**Task requirements**
1/ In the article on t-shirt fan art, how many t-shirts did Printsome print for a YouTube channel?
2/ Carry on the article about t-shirt design and fan art, starting after its last sentence.

**Given text**
::::::::::
# T-shirt Design and Fan Art: How to Get Noticed



## Printsome (Jul 31, 2013)

London, UK: I’ve always been a fan of sci-fi movies, superheroes and video games and as a lousy reader – but a very interested image/visual consumer – graphic things have always attracted me. The other day I happened to come across fan art website We Love Fine; as per their definition, it’s fan art made by fans for fans and you can find everything from exclusive personalised t-shirts to toys, all hand made by the community. I found it amazing how some crowds have such talented fans behind them and sometimes their creations are actually more attractive then the official merchandise sold by the studios.

The website also runs competitions (with prizes up to US$ 2.500 in cash) judged by expert panels, usually formed by famous actors and directors plus their official communities, like for instance this one for the “The Last of Us” PS3 game fans. This contest involved asking the fans to create and send up to 5 designs based on the story of the apocalyptic game and it’s characters. Five winners were then voted online (more than 100K votes were registered to all the 300+ entries), selected by the guest jury and then rewarded with prizes from cash to the game’s special editions and other goodies.










From a Marketing point of view, it’s an amazing opportunity to encourage fans to get creative and explore their relationship with the game or movie, get publicity and also to analyse their market from two different points of view: the fans creating it and the ones voting on their favourite later. Very clever too, I’d say.

Most of the contests done by the website, besides the prize, offer the winner the chance to create unique t-shirt designs and have it printed onto official licensed t-shirts. Participating in actions like that is always a good opportunity for up and coming artists to showcase their talent and make their creations accessible to a wider audience right away. All this at the same time as exploring their creativity through things they love.

At Printsome we’ve come across a couple of jobs that turned out to be fan-made for these types of contests. For one project we printed 5,000 t-shirts for a YouTube channel. We adapted and printed the original design, which was designed by a 14 year old, as a nine colour screen print on to dark garments and had them delivered in just 10 working days from the date of placement. This was just in time for their online store to start selling the t-shirts to fans across the UK and the US.

Participating in this type of fan art competition can have lots of benefits, but sometimes taking the initiative and contacting your favourite brand directly can pay off as well. This was the case of graphic artist Sam Brunell from Walsall.
::::::::::
**Data extract**
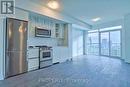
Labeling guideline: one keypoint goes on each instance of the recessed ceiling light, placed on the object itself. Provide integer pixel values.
(53, 4)
(96, 19)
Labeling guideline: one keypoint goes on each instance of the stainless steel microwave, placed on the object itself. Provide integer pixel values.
(39, 32)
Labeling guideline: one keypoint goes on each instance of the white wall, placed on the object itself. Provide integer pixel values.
(1, 50)
(23, 15)
(77, 42)
(31, 5)
(108, 24)
(126, 38)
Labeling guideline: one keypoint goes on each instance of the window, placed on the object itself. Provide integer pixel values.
(93, 43)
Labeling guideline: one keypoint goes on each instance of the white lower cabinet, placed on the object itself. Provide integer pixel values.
(33, 64)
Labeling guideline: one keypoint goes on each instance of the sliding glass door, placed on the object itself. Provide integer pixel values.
(115, 44)
(104, 43)
(110, 43)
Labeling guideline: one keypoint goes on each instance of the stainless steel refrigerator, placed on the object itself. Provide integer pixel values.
(16, 47)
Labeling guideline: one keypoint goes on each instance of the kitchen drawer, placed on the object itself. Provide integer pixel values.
::::::::::
**Responses per task**
1/ 5,000

2/
After a tough childhood filled with health issues, Sam started drawing at a very young age and was able to develop a unique style, which can be seen here on this online portfolio at Behance. As a fan of the Adidas NEO Label, a branch of the big German sports brand, Sam approached their official Twitter account with a couple of designs and, a few months later, was surprised by a quick video featuring Justin Bieber with the t-shirt saying a few words about it.

We caught up with Sam to talk about the experience. Check it out:

Printsome: About the design you did for Adidas NEO Label: was it a contest or did you take initiative?
Sam: It was all independent really. I wanted to show Adidas what I could do and I knew they took their fan base seriously, so I jumped at the chance when they said I could do it. The first design I created, believe it or not, was the one they showed Justin Bieber, which was a shock because there were so many other designs too. The process of the t-shirt design took about 2 days to create; the inspirations that guided me were top urban clothing lines like Rebel 8, Sundown and Drop Dead clothing.

Printsome: How did you get Adidas to showcase your design to Justin Bieber?
Sam: It was just basically a shout out for all the NEO supporters really. NEO picked a group of their Twitter fans and luckily I was one of them it was amazing publicity for me. At first it was going to be shown just to their design team so I had no idea Justin Bieber would see it in the end. I was jumping with excitement!

Printsome: Do you usually participate on contests or was it the first?
Sam: Not really, it was the first time I tried this type of thing.

Printsome: Do you draw just fan art or do work on commission?
Sam: A bit of both but I mainly do fan art, I get a better response this way.

Whether you’re looking for new adventures on fan art contests or are an illustrator with amazing t-shirt design ideas for your favourite singer or clothing label, it’s clear that designing things you’re passionate about is the best way to start!

Massive thank you to Sam for taking the time to talk to us and the best of luck with all your future designs.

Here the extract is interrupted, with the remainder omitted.